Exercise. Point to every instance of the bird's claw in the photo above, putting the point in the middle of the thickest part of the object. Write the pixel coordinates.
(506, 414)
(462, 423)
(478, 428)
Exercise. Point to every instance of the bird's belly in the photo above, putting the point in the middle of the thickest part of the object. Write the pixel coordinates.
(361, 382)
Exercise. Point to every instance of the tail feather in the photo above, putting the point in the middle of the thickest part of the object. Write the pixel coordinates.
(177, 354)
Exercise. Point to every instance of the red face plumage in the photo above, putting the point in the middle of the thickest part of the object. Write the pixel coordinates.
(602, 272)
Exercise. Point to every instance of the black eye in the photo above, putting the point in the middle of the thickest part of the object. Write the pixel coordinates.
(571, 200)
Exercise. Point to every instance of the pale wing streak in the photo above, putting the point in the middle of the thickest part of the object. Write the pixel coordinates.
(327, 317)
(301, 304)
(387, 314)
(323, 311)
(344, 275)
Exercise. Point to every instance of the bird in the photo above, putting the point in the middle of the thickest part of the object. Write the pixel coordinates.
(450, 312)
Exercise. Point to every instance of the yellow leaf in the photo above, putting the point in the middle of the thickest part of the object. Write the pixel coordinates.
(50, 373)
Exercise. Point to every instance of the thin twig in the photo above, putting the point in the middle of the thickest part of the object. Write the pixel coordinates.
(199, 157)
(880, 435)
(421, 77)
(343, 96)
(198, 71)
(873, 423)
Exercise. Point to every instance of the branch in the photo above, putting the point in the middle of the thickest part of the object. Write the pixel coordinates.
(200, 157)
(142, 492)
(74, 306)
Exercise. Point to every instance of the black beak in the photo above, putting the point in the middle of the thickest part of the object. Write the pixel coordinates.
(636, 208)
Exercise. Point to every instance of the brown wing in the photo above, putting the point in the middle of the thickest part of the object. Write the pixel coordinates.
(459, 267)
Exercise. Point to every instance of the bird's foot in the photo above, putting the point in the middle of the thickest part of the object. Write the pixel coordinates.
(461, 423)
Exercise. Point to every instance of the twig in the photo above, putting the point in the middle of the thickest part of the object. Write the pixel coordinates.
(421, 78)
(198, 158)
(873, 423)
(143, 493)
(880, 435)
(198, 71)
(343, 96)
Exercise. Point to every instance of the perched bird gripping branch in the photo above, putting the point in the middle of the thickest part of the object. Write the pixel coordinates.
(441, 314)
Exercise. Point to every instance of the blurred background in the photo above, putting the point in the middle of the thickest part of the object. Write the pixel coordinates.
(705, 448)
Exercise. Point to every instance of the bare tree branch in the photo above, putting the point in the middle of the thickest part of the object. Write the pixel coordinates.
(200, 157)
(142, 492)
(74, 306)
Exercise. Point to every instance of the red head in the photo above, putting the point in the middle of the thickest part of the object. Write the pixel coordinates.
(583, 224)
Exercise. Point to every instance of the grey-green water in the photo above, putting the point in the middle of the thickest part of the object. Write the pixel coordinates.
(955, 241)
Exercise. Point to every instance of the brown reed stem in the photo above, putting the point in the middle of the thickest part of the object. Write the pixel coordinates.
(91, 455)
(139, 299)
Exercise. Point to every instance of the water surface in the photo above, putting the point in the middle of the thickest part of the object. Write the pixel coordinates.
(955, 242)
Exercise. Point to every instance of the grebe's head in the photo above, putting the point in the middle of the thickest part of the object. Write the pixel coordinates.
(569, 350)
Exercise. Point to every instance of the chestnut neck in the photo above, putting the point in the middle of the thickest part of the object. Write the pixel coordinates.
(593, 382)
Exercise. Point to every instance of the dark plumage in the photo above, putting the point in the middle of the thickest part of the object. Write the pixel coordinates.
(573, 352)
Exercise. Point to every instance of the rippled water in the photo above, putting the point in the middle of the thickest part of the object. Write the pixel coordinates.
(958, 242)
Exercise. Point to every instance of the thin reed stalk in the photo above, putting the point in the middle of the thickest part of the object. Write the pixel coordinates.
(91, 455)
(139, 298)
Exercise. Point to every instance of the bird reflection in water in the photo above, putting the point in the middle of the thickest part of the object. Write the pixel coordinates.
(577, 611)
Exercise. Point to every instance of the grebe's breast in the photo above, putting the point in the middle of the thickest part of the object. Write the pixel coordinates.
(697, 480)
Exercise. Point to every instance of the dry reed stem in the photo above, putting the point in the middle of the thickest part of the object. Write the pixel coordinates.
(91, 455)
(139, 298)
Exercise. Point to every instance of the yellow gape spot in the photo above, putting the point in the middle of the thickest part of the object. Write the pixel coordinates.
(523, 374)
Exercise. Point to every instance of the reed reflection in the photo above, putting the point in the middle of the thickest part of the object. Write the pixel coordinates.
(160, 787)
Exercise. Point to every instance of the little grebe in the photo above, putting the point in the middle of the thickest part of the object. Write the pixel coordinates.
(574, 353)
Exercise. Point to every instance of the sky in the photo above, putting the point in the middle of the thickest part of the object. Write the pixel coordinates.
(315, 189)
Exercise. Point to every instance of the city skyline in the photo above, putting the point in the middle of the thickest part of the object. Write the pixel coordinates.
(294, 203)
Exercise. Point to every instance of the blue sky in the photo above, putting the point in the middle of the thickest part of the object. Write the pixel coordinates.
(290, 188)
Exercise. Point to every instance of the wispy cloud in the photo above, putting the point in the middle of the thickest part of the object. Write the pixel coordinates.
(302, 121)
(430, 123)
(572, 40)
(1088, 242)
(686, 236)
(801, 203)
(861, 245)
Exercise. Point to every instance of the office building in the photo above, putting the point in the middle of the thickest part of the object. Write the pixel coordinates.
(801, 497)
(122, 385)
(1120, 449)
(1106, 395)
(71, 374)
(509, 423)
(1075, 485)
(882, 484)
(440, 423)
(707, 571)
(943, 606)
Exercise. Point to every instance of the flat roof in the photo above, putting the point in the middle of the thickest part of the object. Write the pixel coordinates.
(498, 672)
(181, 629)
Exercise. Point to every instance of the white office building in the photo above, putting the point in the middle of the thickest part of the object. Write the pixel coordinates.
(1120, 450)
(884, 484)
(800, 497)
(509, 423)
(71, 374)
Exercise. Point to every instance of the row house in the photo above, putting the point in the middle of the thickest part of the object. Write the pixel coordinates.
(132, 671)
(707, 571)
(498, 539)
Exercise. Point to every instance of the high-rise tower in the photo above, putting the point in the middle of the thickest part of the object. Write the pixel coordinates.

====

Exercise - Reproduce all of the rows above word for word, changing nothing.

Task solution -
Exercise. Point to every instance of the bird's claw in the photo above, putting the point in the middle of the thickest part of the object. Write the pixel coordinates.
(506, 414)
(462, 423)
(478, 428)
Exercise. Point to every instance of the bird's belly in the photo above, putting the point in the middle of the thickest part of the object. Write the pixel coordinates.
(361, 382)
Exercise. Point to every instance of the tail feather in the photo above, putting the point in the middle of the thickest part of the object. Write the pixel coordinates.
(177, 354)
Exercise. Point to every instance of the red face plumage in the photo above, putting the point in the middle of the thickest part of the object. Write the pixel coordinates.
(602, 272)
Exercise. Point to every instance of the black eye in the photo above, putting the point in the middle of the thickest part of the object. Write the pixel coordinates.
(571, 200)
Exercise. Point to every instance of the pale wing streak in the photo above, putting the point in the middle of the thickest part of the object. Write the pixel coordinates.
(327, 317)
(301, 304)
(387, 314)
(323, 311)
(344, 275)
Exercise. Point to every instance of the bird in the photo above, putting the point in the middle of the thickest part of the object. Write the pixel coordinates.
(450, 312)
Exercise. Point to every instance of the yellow leaf in the photo above, putting the point in the middle of the thickest part of the object. Write the pixel coordinates.
(50, 373)
Exercise. Point to every instance of the thin twig in the photo above, putting the point in the middle of the thickest part of the object. Write the pixel coordinates.
(199, 157)
(880, 435)
(421, 77)
(343, 96)
(198, 71)
(873, 423)
Exercise. Point to every instance of the branch in the photo above, putting the point in the middle of the thickest part of the object. Write the pixel coordinates.
(200, 157)
(142, 492)
(74, 306)
Exercise. Point to every instance of the black beak in the photo above, putting the point in the middle of the thickest part of the object. Write the pixel coordinates.
(636, 208)
Exercise. Point to every instance of the brown wing in the photo above, putting the point in the middle of the thickest part of the object. Write the pixel coordinates.
(459, 267)
Exercise. Point to every instance of the bird's foot in the photo above, putting the point in the middle of the thickest part of the object. Write the pixel coordinates.
(461, 423)
Exercise. Point to every instance of the twig in the photo above, putting the point in the middle of the thickest part of the object. Write the pixel coordinates.
(421, 78)
(198, 158)
(873, 423)
(143, 493)
(880, 435)
(198, 71)
(343, 96)
Exercise. Point to every instance of the perched bird gripping branch in the photo above, putting the point in the middle of the thickest part of the object. Write the pixel coordinates.
(441, 314)
Exercise. Point to every instance of the blurred background in the photo above, putting the point in the middle of the thickest part of the object. Write the pixel coordinates.
(705, 448)
Exercise. Point to every instance of the bare tree branch in the photo above, putting the point in the middle of the thickest part of the object. Write the pixel coordinates.
(200, 157)
(142, 492)
(74, 306)
Exercise. Point to every instance of the red head in the photo above, putting the point in the middle of the thickest part of the object. Write the pixel coordinates.
(583, 224)
Exercise. Point to every instance of the grey-green water in the photo above, putting the point in the middle of the thickest part of the object. Write the pixel coordinates.
(955, 241)
Exercise. Point to every instance of the brown reed stem in the photo above, putting the point in the middle of the thickest part of the object. Write the pixel coordinates.
(91, 455)
(139, 299)
Exercise. Point to every instance of the water surface in the photo above, putting the point in the middle of the thickest part of the object. Write the pixel coordinates.
(955, 242)
Exercise. Point to every instance of the grebe's head in the photo above, putting the point in the middle of the thickest part of the object. Write the pixel coordinates.
(569, 350)
Exercise. Point to every instance of the chestnut neck in the photo above, putting the point in the middle of the thickest part of the object. Write the pixel coordinates.
(593, 382)
Exercise. Point to every instance of the dark plumage in the photo above, putting the point in the middle of the thickest part of the object. Write the pixel coordinates.
(573, 352)
Exercise. Point to every instance of the rippled water in the photo above, putting the point in the middle of the thickest part of the object. Write the pixel coordinates.
(958, 242)
Exercise. Point to every instance of the thin reed stalk in the photo above, putting the point in the middle of the thickest part of the object. Write the pixel coordinates.
(91, 455)
(139, 298)
Exercise. Point to every instance of the bird reflection in water in the photo above, putting the point in the middle of the thickest part of the object. Write the pixel coordinates.
(577, 611)
Exercise. Point to every instance of the grebe's breast in the photo above, putting the point in the middle of the thickest part of the object. Write the pixel coordinates.
(697, 480)
Exercise. Point to every instance of the dry reed stem in the photo above, putting the point in the middle of the thickest part of the object. Write the pixel coordinates.
(91, 455)
(139, 298)
Exercise. Point to every instance of the yellow gape spot in the photo above, putting the point in the middle of the thickest part of the object. Write the pixel coordinates.
(523, 374)
Exercise. Point to every instance of the reed reflection in the photo above, putting the point in the middle of the thickest part of the object. Write the pixel coordinates.
(160, 787)
Exercise. Point to every instance of the little grebe in the photo above, putting the point in the middle of the thickest part of the object. Write the pixel coordinates.
(574, 353)
Exercise. Point to every instance of the sky in the photo above, putting the point in the middle of the thickest part of the object. Write the pixel coordinates.
(315, 189)
Exercise. Point to every instance of the city skyline in the photo above, putting the point in the middle of the thickest part of the object. Write the pixel coordinates.
(294, 203)
Exercise. Point to every instance of the blue sky in the photo above, putting the point in the middle of the thickest part of the object. Write the pixel coordinates.
(290, 188)
Exercise. Point to every instance of the wispy cloud in the photo above, putting the point in the middle of the thickest part of the object. Write the pixel coordinates.
(302, 121)
(430, 123)
(572, 40)
(1088, 242)
(686, 236)
(801, 203)
(861, 245)
Exercise. Point to every instance of the office building in the photo above, putting the point in the middle of the thickest part of the object. Write the pixel coordinates.
(801, 497)
(122, 385)
(1120, 449)
(1106, 395)
(71, 374)
(509, 423)
(1075, 485)
(882, 484)
(440, 423)
(707, 571)
(943, 606)
Exercise. Point to every instance of the flat roof in the photo above, putting the point in the middle of the thickest part of the object. Write the pixel coordinates.
(498, 672)
(181, 629)
Exercise. Point to every instance of the white office building in the photo above, putting the point in the middle of the thickest part of the object. Write the pixel coordinates.
(1120, 450)
(884, 484)
(800, 497)
(509, 423)
(71, 374)
Exercise. Point to every instance of the row house in the photo above, putting the point in the middle of the thickest part of the object. Write the pixel coordinates.
(132, 671)
(707, 571)
(498, 539)
Exercise. Point to every instance of the high-rise tower in the photo above, putting the point in the middle of the thickest part of the object. Write the pixel coordinates.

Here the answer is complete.